| Required action 1 |
According to the storage blog excerpt, what decides whether data is "Critical Data" or "Non-Critical Data"?
| Required action 2 |
Do these statements agree with the storage blog excerpt? Answer yes or no for each and quote the words that decide it. (a) Tier-12 in the writer's scheme is Centerra. (b) The writer confirmed that Atmos supports iSCSI. (c) The writer had attended a presentation on Atmos before this one.

| Document extract |

Spending more millions of dollars on three of them is lunacy when one EMC Atmos set up could provide redundancy and a single namespace for recall. (and if you go whole hog, geographically relevant retrieval is an option to, so you automatically get it from the closest copy.)
It pains me to see it done wrong. Especially when it involves trying to shoe-horn two more STK monsters into an already cramped datacenter when the work of it could be done in a couple of floor-tiles of spinning disks.
Storage Tiering…
by Jesse on Jul.09, 2009, under "Cloud", Backup, Celerra, Centerra, Clariion, DR/COOP, ILM, RAID, Symmetrix
Ok, given the changes to the storage arena I’ve been working on a revised “Tiering system” to incorporate all of the levels of data…importance?
My version of Storage Tiering is (or should be) as follows:
- Tier-1 – Symmetrix/Replicated – High Performance/Criticial Data
- Tier-2 – Symmetrix/NonReplicated – High Performance/Non-Criticial Data
- Tier-3 – Symmetrix/SATA/Replicated – High-Medium Performance/Critical Data
- Tier-4 – Symmetrix/SATA/NonReplicated – High-Medium Performance/Non-Critical Data
- Tier-5 – Clariion/FC/Replicated – Medium Performance/Critical Data
- Tier-6 – Clariion/FC/NonReplicated – Medium Performance/Non-Critical Data
- Tier-7 – Clariion/SATA/Replicated – Low Performance/Critical Data
- Tier-8 – Clariion/SATA/NonReplicated – Low Performance/Non-Critical Data
- Tier-9 – CelerraNAS/Replicated – Network Attached/Critical Data
- Tier-10 – CelerraNAS/NonReplicated – Network Attached/Non-Criticial Data
- Tier-11 – Atmos – Network Attached / Low Performance
- Tier-12 – Centerra (Content Addressable Storage) – Low Performance Archive / Highly Available
- Tier-13 – Primary Tape-In-Library (Automatic loading on demand via HSM)
- Tier-14 – Primary Tape-Out-Of-Library (Manual Intervention Required)
“Critical Data” vs. “Non-Critical Data” is simply a matter of how long you can be without the data should a failure or accidental deletion occur. As all data is available in Tier8/9 storage (in theory).
I’ve also considered using Tier1/Tier1B to describe DMX storage vs. Clariion storage, given that there is a LOT of overlap in performance characteristics these days…
Oh, and iSCSI would be somewhere between 10 and 13….
Any thoughts?
EMC Atmos
by Jesse on Apr.04, 2009, under "Cloud", Celerra, Centerra
Got my first presentation on EMC’s new “Atmos” storage platform.
Now granted this was kind of a sales-ey (is to a word) presentation but I’m pretty impressed so far.
It seems what EMC has done is combined the best of Celerra and Centerra. (In fact, the gentleman giving the presentation sort of placed it on the map right between the two)
The basics of it is they get a bunch of 1U (Presumably Dell) Pizza-Box type servers and put them in front of a bunch of really *REALLY* cheap storage.
They then present the storage out using a variety of protocols, CIFS/NFS, and the REST/SOAP API’s. Rumors of an iSCSI could not be confirmed…or explained (how in the world would you convert block-storage to object-storage and expect any kind of real performance?)

| Supplied material |
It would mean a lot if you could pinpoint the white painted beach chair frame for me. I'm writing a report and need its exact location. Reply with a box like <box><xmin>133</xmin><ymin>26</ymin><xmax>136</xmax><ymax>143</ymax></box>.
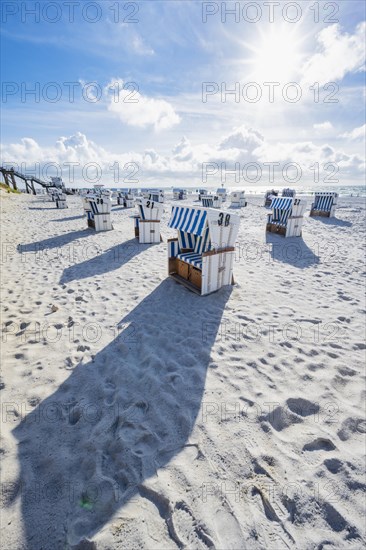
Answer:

| Answer box 1 |
It depends on how long you can be without the data if a failure or accidental deletion occurs.

| Answer box 2 |
(a) Yes: "Tier-12 – Centerra (Content Addressable Storage) – Low Performance Archive / Highly Available"
(b) No: "Rumors of an iSCSI could not be confirmed…or explained"
(c) No: "Got my first presentation on EMC’s new “Atmos” storage platform."